Task requirements: Retype, word for word, the section of the 1998 Romanian trip account from "In 1998 I took" to "camp Monday night.".

Selected extract:

____________________

Monday 28 June 2021

Romanian Trip 1998.

In 1998 I took a trip to Romania on my SZR660 to visit Andrada, a young woman I met on a theray training course the year before. The total journey was around 3,500 miles of which 2,300 were riding miles. The bike didn’t miss a beat but 400 miles in torrential rain left the chain completely oil free and the bike sounding like a bag of nails. Sunday afternoon ride from Sheffield to Hull to catch the night ferry to Rotterdam. 200 miles in driving rain to Cologne and camp Monday night.
6am Moto-rail to Munich then 200 miles in torrential rain. The motorway is covered in a sheet of water and waves are coming over the centre reservation from lorries going the other way. Camp on banks of Danube west of Vienna Tuesday night, and find my bank has given me Australian money not Austrian so I arrive in Hungary the following day-- hungry. Missing out lots of stuff, meetings, conversations you have as a single traveller. Wednesday off to Budapest again in torrential rain but the weather turns fine there and the rest is in sunshine. Out of Budapest see beautiful tanned young girls in white bikinis hitching at the side of road. Hallucinating? Heaven? No just the Hungarian variant on a very old profession. If they exported that to Sheffield they’d be on a winner :) The road is now one track in each direction but the surface is OK. Camped Wednesday night just inside Hungary near the border. Evening walk in village and every house came with one cow, one or two pigs, chickens and ducks and veg plots. A whole different meaning for convenience foods. Thursday morning ahead of schedule I cross the Romanian border. God knows what they’re checking for but they take a half hour to do it. A guard is a motorcyclist and waves me to the head of the queue. (Warning; Ignore anyone trying to change money at the roadside. It's a scam. They'll snatch your wallet and run off fast into a silver Mercedes.) Then I hit Romanian roads!! Tarmac moto-cross. This is the main road?! like connecting London and Birmingham with the B1975 and it’s diabolical. Little things that need to be taken into account- wavy lumps and bumps, bits missing, unmarked deep holes, lines of 45* bricks across the road, Romanian for speed bumps, plus you’re sharing the road with big articulated lorries, cars whose wheels fall off frequently (I saw 3), horse and carts with massive loads of hay, herds of cows, goats etc. Romanian road marking for a very deep hole is they put a bush in it. I get to Cluj-Napoca and hail a taxi (to follow it) to Andrada’s address. Andrada is so pleased to see me.

____________________

Items:
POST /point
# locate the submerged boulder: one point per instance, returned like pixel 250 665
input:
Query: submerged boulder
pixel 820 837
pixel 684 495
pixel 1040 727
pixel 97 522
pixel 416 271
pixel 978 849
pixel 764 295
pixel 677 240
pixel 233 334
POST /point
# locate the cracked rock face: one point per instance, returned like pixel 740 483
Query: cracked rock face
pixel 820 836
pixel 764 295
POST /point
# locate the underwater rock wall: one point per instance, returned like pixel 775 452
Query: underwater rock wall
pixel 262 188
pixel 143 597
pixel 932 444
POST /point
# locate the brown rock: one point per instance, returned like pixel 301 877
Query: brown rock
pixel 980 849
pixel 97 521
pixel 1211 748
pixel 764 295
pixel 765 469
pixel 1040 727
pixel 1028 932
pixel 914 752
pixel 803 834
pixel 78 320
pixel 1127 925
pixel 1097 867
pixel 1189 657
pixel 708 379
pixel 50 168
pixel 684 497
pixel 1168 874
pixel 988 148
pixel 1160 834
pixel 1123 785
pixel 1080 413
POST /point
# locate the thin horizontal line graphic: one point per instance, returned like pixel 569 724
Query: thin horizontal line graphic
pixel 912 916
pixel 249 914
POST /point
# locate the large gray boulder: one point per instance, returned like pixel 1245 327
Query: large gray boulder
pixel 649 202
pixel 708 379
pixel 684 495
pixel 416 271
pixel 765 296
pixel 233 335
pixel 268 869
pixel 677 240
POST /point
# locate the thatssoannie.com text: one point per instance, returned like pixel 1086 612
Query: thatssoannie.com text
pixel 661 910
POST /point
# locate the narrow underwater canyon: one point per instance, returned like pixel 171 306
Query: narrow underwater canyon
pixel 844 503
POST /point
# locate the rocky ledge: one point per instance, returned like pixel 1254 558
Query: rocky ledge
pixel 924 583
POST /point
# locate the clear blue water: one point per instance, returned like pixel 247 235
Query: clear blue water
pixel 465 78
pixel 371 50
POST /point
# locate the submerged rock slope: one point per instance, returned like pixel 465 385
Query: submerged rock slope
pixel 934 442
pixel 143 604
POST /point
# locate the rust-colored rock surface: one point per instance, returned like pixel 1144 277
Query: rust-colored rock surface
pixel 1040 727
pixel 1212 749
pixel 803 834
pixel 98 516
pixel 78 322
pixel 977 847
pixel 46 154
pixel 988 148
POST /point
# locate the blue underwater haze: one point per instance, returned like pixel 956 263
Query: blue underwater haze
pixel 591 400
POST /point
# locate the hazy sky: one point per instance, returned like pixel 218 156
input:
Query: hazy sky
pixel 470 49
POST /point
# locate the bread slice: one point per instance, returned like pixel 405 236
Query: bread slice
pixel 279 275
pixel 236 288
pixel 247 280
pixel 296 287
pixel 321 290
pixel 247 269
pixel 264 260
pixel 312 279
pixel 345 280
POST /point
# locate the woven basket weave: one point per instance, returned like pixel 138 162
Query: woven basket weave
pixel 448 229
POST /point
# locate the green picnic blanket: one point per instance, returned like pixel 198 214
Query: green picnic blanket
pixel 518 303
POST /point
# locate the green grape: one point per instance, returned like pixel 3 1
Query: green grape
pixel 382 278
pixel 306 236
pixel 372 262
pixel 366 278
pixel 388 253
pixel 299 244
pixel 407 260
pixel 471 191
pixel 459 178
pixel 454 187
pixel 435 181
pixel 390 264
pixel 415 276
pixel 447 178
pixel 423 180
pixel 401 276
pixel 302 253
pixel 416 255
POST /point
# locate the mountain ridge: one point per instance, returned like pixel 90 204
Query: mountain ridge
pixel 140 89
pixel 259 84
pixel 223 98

____________________

Solution:
In 1998 I took a trip to Romania on my SZR660 to visit Andrada, a young woman I met on a theray training course the year before. The total journey was around 3,500 miles of which 2,300 were riding miles. The bike didn’t miss a beat but 400 miles in torrential rain left the chain completely oil free and the bike sounding like a bag of nails. Sunday afternoon ride from Sheffield to Hull to catch the night ferry to Rotterdam. 200 miles in driving rain to Cologne and camp Monday night.